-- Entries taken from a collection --
=== Begin Enclosure ===

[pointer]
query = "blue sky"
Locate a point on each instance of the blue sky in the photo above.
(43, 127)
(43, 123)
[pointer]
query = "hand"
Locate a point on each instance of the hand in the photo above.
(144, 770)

=== End Enclosure ===

-- YOUR ASSIGNMENT --
Only the lines from the one with "Locate a point on each instance of the hand" through the final line above belong in the answer, each retyped exactly.

-- EXERCISE OUTPUT --
Locate a point on each instance of the hand in the photo above.
(144, 770)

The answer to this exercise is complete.